> **TASK TO CARRY OUT**:
Leave out all images and set down the records exactly as given.

:::

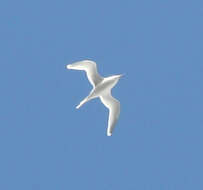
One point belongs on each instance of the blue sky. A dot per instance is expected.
(46, 144)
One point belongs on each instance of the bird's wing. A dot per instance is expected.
(90, 68)
(114, 110)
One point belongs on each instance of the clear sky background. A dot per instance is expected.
(46, 144)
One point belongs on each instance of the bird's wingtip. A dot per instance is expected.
(68, 66)
(109, 134)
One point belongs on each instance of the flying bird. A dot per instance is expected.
(101, 89)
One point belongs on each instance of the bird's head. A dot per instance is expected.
(81, 65)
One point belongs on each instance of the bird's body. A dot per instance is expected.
(101, 89)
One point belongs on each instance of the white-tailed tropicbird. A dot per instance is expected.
(101, 88)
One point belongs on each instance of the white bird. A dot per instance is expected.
(101, 88)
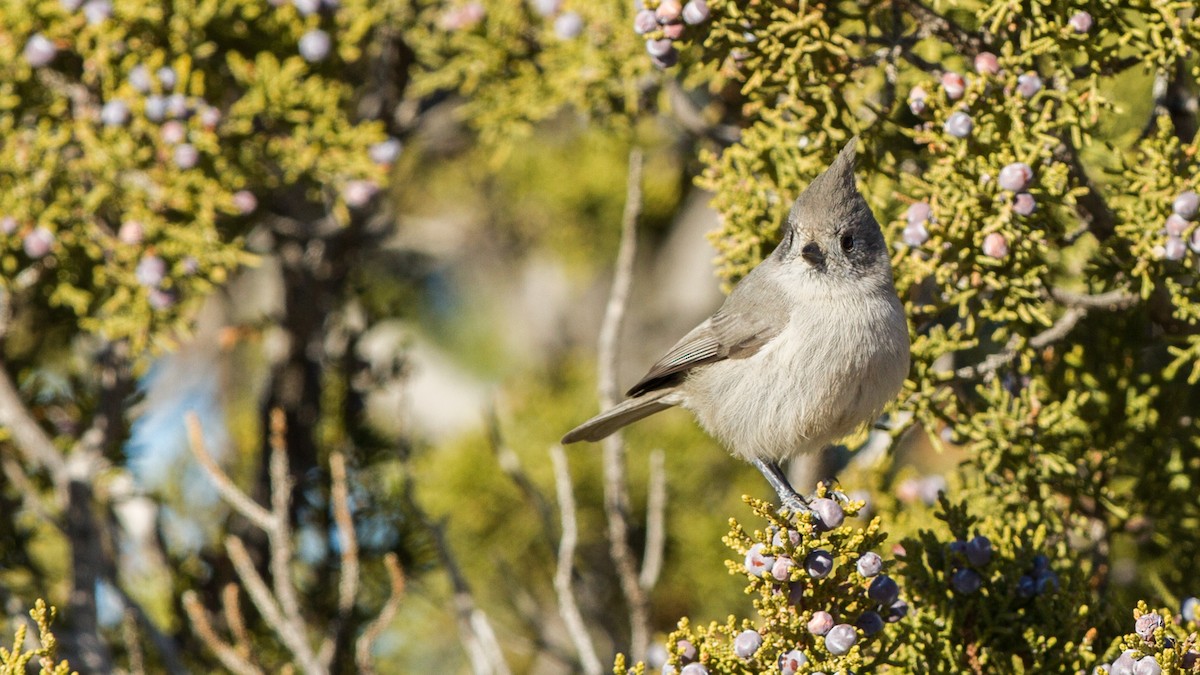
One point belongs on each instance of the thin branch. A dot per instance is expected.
(231, 605)
(567, 605)
(616, 497)
(232, 495)
(373, 629)
(291, 634)
(655, 527)
(348, 543)
(281, 526)
(228, 657)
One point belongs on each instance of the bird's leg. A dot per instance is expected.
(774, 475)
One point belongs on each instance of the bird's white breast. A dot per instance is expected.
(835, 364)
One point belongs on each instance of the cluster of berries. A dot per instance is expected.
(1183, 211)
(664, 23)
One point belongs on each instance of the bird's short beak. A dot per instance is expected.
(813, 252)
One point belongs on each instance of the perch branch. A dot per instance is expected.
(567, 605)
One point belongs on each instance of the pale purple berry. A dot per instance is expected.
(918, 213)
(97, 11)
(987, 64)
(695, 12)
(827, 514)
(186, 155)
(173, 132)
(658, 47)
(791, 662)
(151, 272)
(1189, 609)
(245, 202)
(114, 113)
(1080, 22)
(917, 100)
(37, 242)
(177, 106)
(167, 77)
(131, 232)
(669, 11)
(883, 590)
(1015, 177)
(139, 79)
(1147, 665)
(757, 563)
(1024, 204)
(306, 7)
(40, 51)
(840, 639)
(1027, 84)
(819, 563)
(870, 622)
(546, 7)
(1187, 204)
(959, 125)
(568, 25)
(1175, 225)
(672, 31)
(783, 568)
(1146, 625)
(915, 234)
(869, 565)
(953, 84)
(161, 299)
(359, 192)
(209, 117)
(966, 581)
(155, 107)
(979, 550)
(747, 644)
(645, 22)
(315, 46)
(687, 650)
(1175, 249)
(821, 622)
(995, 245)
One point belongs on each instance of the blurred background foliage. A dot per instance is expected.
(396, 223)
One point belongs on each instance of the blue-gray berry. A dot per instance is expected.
(747, 644)
(966, 581)
(883, 590)
(819, 563)
(840, 639)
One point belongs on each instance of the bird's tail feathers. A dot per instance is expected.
(627, 412)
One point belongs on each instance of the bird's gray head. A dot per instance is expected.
(831, 232)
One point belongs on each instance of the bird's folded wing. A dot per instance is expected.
(725, 335)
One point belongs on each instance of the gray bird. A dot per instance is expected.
(809, 346)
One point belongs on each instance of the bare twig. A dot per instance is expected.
(228, 657)
(616, 499)
(233, 495)
(371, 633)
(235, 620)
(567, 605)
(291, 634)
(348, 543)
(655, 527)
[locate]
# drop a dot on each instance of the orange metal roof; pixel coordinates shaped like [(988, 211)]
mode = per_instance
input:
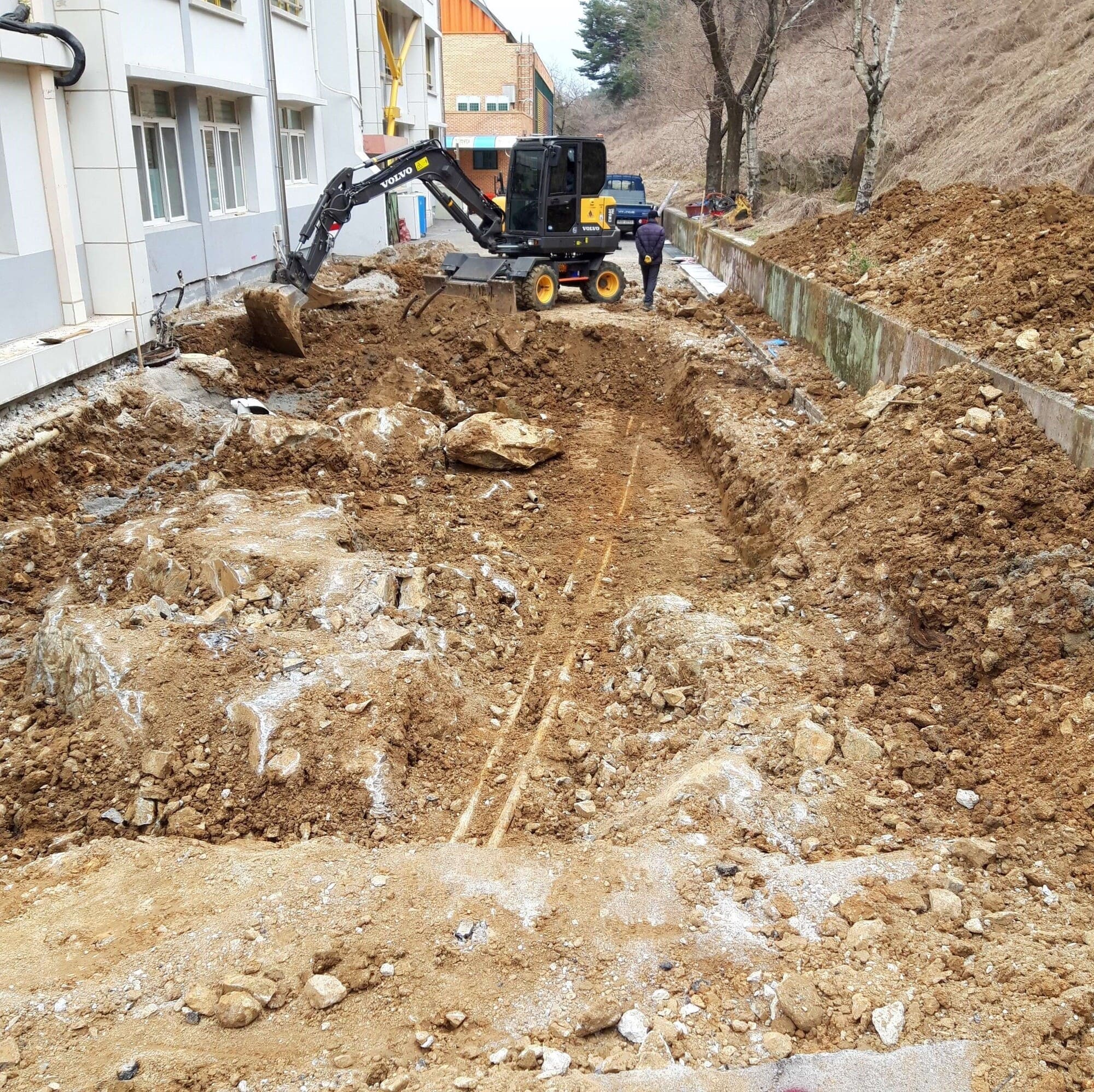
[(470, 17)]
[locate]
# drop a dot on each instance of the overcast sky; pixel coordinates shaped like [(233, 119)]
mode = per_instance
[(552, 26)]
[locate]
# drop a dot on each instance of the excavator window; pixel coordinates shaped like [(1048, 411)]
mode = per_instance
[(523, 200), (563, 196), (595, 168)]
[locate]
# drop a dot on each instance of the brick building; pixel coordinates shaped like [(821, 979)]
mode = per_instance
[(496, 90)]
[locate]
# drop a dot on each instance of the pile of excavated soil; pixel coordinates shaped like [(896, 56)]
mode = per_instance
[(723, 738), (1008, 276)]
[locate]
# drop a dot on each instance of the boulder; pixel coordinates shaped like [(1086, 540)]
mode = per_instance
[(214, 373), (502, 443), (410, 384), (800, 1000), (238, 1009), (323, 991), (392, 436), (813, 745), (857, 746)]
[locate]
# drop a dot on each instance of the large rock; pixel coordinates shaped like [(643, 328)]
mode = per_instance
[(392, 435), (323, 991), (857, 746), (813, 745), (800, 1000), (502, 443), (410, 383), (238, 1009), (271, 434), (214, 373)]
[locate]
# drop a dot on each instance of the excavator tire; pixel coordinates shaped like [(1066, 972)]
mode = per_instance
[(606, 286), (539, 291)]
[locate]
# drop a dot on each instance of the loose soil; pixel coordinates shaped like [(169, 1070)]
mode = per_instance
[(678, 721), (974, 265)]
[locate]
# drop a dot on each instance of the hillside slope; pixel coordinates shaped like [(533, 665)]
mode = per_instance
[(1000, 95)]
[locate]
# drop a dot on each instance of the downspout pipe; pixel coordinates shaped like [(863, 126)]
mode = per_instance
[(18, 20)]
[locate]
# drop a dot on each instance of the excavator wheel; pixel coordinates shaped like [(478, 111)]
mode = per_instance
[(539, 291), (606, 286)]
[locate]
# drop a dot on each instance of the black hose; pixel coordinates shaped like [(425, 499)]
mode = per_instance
[(19, 21)]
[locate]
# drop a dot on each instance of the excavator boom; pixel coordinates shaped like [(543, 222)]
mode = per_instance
[(275, 310)]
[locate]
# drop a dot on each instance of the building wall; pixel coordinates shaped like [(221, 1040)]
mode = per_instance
[(76, 243)]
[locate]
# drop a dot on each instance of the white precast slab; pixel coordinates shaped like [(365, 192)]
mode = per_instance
[(935, 1067)]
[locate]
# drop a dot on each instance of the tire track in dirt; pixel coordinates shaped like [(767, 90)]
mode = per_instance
[(507, 755)]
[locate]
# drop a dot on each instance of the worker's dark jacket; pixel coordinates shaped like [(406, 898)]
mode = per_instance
[(650, 240)]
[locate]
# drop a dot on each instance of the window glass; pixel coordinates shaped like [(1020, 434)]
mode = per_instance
[(564, 174), (211, 147), (238, 169), (525, 191), (155, 173), (146, 211), (228, 179), (172, 171), (595, 167)]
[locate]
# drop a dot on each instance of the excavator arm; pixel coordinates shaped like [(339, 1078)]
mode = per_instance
[(426, 161)]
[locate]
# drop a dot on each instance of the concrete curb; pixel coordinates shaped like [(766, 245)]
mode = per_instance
[(863, 346), (940, 1067)]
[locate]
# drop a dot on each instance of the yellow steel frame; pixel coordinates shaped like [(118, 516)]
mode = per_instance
[(395, 65)]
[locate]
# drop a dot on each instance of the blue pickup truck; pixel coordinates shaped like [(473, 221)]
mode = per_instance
[(632, 207)]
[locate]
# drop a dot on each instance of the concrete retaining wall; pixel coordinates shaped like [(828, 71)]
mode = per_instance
[(860, 345)]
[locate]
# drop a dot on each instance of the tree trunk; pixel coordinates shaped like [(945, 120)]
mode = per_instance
[(752, 150), (875, 124), (735, 134), (715, 147)]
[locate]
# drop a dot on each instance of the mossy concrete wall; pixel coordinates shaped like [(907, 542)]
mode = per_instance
[(860, 345)]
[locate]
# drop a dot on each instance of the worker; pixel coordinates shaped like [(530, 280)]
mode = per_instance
[(650, 241)]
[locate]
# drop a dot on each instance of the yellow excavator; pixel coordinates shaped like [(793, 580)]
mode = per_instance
[(552, 229)]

:::

> **WRITTEN RESPONSE**:
One point belongs on each instance of the blue sky. A dot per instance is expected.
(46, 144)
One point belongs on each instance of the bird's wing. A dot per instance is expected.
(90, 68)
(114, 110)
One point belongs on each instance of the clear sky background. A dot per instance is expected.
(46, 144)
One point belongs on each instance of the bird's wingtip. A dot per instance is expected.
(68, 66)
(109, 134)
One point belongs on each instance of the flying bird. A dot per instance is expected.
(101, 89)
One point belongs on each instance of the bird's head. A dot per instance is expected.
(81, 65)
One point belongs on each instance of the bird's body. A dot per instance is expected.
(101, 89)
One point belongs on each instance of the white-tailed tropicbird. A dot per instance is expected.
(101, 88)
One point belongs on each instance of the white bird. A dot per instance is expected.
(101, 88)
One point belongs on each instance of the thin branch. A dot per instance is expected.
(231, 605)
(567, 605)
(616, 497)
(232, 495)
(373, 629)
(291, 634)
(655, 527)
(348, 543)
(281, 526)
(228, 657)
One point belongs on each instance of the bird's leg. A dot per instance is expected.
(774, 475)
One point belongs on each instance of the bird's white breast. A dot per instance is expected.
(835, 364)
One point belongs on each instance of the cluster of berries. A dot per instance is expected.
(1183, 211)
(664, 23)
One point belongs on each instance of the bird's short beak. A dot per instance is expected.
(813, 252)
One point belongs on each instance of the perch branch. A dot per instance is expected.
(567, 605)
One point belongs on each instance of the pale purple berry. A dot per instance is expected.
(918, 213)
(97, 11)
(987, 64)
(695, 12)
(827, 514)
(186, 155)
(173, 132)
(658, 47)
(791, 662)
(151, 272)
(1189, 609)
(245, 202)
(114, 113)
(1080, 22)
(917, 100)
(37, 242)
(177, 106)
(167, 77)
(131, 232)
(669, 11)
(883, 590)
(1015, 177)
(139, 79)
(1147, 665)
(757, 563)
(1024, 204)
(306, 7)
(40, 51)
(840, 639)
(1027, 84)
(819, 563)
(870, 622)
(546, 7)
(1187, 204)
(959, 125)
(568, 25)
(1175, 225)
(672, 31)
(783, 568)
(1146, 625)
(915, 234)
(869, 565)
(953, 84)
(161, 299)
(359, 192)
(209, 117)
(966, 581)
(155, 107)
(979, 550)
(747, 644)
(645, 22)
(315, 46)
(687, 650)
(1175, 249)
(821, 622)
(995, 245)
One point belongs on each instance of the blurred background foliage. A dot per instance is expected.
(396, 223)
One point belongs on each instance of the blue-gray berry. A dot per instance is expected.
(747, 644)
(966, 581)
(883, 590)
(819, 563)
(840, 639)
One point belongs on each instance of the bird's tail feathers. A dot per instance is expected.
(627, 412)
One point belongs on each instance of the bird's gray head. A dot per instance is expected.
(831, 232)
One point belongs on each instance of the bird's folded wing. A dot per instance is expected.
(725, 335)
One point belongs on each instance of the gray bird. A dot per instance is expected.
(809, 346)
One point belongs on each instance of the bare twig. A dot per instance is expected.
(228, 657)
(616, 499)
(233, 495)
(371, 633)
(235, 620)
(567, 605)
(291, 634)
(348, 543)
(655, 527)
[locate]
# drop a dot on each instance of the orange metal roof; pixel coordinates shaped like [(988, 211)]
mode = per_instance
input:
[(470, 17)]
[locate]
# drop a dot on each instance of the overcast sky; pixel coordinates shaped like [(233, 119)]
mode = per_instance
[(552, 26)]
[locate]
# drop a dot on each instance of the excavator window; pixel coordinates shaped like [(1048, 411)]
mode = per_instance
[(523, 200), (563, 196), (595, 168)]
[locate]
# drop a dot on each instance of the brick building; pixel coordinates shaped like [(821, 979)]
mode = per_instance
[(496, 90)]
[locate]
# drop a dot on each instance of the pile of excavated soil; pixel coordinates shaped like [(896, 56)]
mode = per_instance
[(723, 738), (1008, 276)]
[locate]
# drop a dot on each instance of the boulder; pixel coordinates shaped like [(1086, 540)]
mode = per_instance
[(214, 373), (502, 443), (410, 384), (800, 1000), (238, 1009), (323, 991), (392, 436), (813, 745), (857, 746)]
[locate]
# drop a dot on each instance of the large rock; pixel coordinates shaped like [(643, 328)]
mode = per_instance
[(392, 435), (323, 991), (857, 746), (813, 745), (800, 1000), (502, 443), (410, 383), (238, 1009), (271, 434), (214, 373)]
[locate]
# drop a dot on each instance of the excavator tire; pixel coordinates shaped like [(1066, 972)]
mode = per_instance
[(606, 286), (539, 291)]
[locate]
# drop a dot on each instance of the loose soil; pixel coordinates shaped like [(169, 1070)]
mode = per_instance
[(678, 721), (974, 265)]
[locate]
# drop a dot on each instance of the hillside slope; pixel coordinates shaped like [(533, 665)]
mode = per_instance
[(1000, 95)]
[locate]
# drop a dot on each instance of the downspout pipe; pixel coordinates shaped like [(863, 126)]
mode = per_instance
[(18, 20)]
[locate]
# drop a dot on each instance of the excavator wheel; pixel coordinates shaped like [(478, 111)]
mode = per_instance
[(539, 291), (606, 286)]
[locate]
# drop a dot on each instance of the black hose; pixel coordinates shaped like [(425, 499)]
mode = per_instance
[(19, 21)]
[locate]
# drop a dot on each instance of the excavator boom; pixel coordinates shaped like [(543, 222)]
mode = per_instance
[(275, 310)]
[locate]
# drop a dot on each instance of the building wall; pixel coordinates shaped like [(221, 1040)]
mode = per_instance
[(76, 243)]
[locate]
# drop a dot on each instance of the white precast slab; pixel coordinates shaped like [(365, 192)]
mode = per_instance
[(935, 1067)]
[locate]
# drop a dot on each instance of the tire track in dirt; pixel coordinates shaped like [(767, 90)]
mode = per_instance
[(507, 755)]
[locate]
# drop a dot on each instance of the worker's dark jacket; pixel coordinates shaped like [(406, 898)]
mode = per_instance
[(650, 240)]
[locate]
# drop a dot on each instance of the window glass; pixel coordinates shaped like [(1020, 434)]
mode = per_instance
[(564, 174), (211, 147), (238, 169), (525, 191), (155, 173), (146, 211), (228, 179), (172, 171), (595, 167)]
[locate]
# drop a dot on each instance of the excavator arm; pixel coordinates shaped like [(339, 1078)]
mode = per_instance
[(426, 161)]
[locate]
# drop a dot on each instance of the concrete curb; pixel coordinates shaped like [(766, 245)]
mode = per_instance
[(863, 346), (940, 1067)]
[locate]
# drop a dot on each instance of the yellow steel frame; pixel coordinates shaped like [(118, 516)]
mode = per_instance
[(395, 65)]
[locate]
# drop a dot on each instance of the blue pickup truck; pixel coordinates shaped like [(473, 221)]
mode = per_instance
[(632, 207)]
[locate]
# drop a dot on each instance of the concrete retaining wall; pixel coordinates shaped like [(828, 71)]
mode = per_instance
[(860, 345)]
[locate]
# drop a dot on each instance of the tree trunk; pixel coordinates shaped like [(945, 120)]
mode = per_instance
[(752, 150), (875, 124), (735, 134), (715, 147)]
[locate]
# drop a dot on each instance of the mossy concrete wall; pixel coordinates shaped like [(907, 542)]
mode = per_instance
[(860, 345)]
[locate]
# drop a dot on each instance of the worker; pixel coordinates shaped like [(530, 280)]
mode = per_instance
[(650, 241)]
[locate]
# drop a dot on each instance of the yellow excavator; pixel coordinates shaped like [(793, 580)]
mode = per_instance
[(552, 229)]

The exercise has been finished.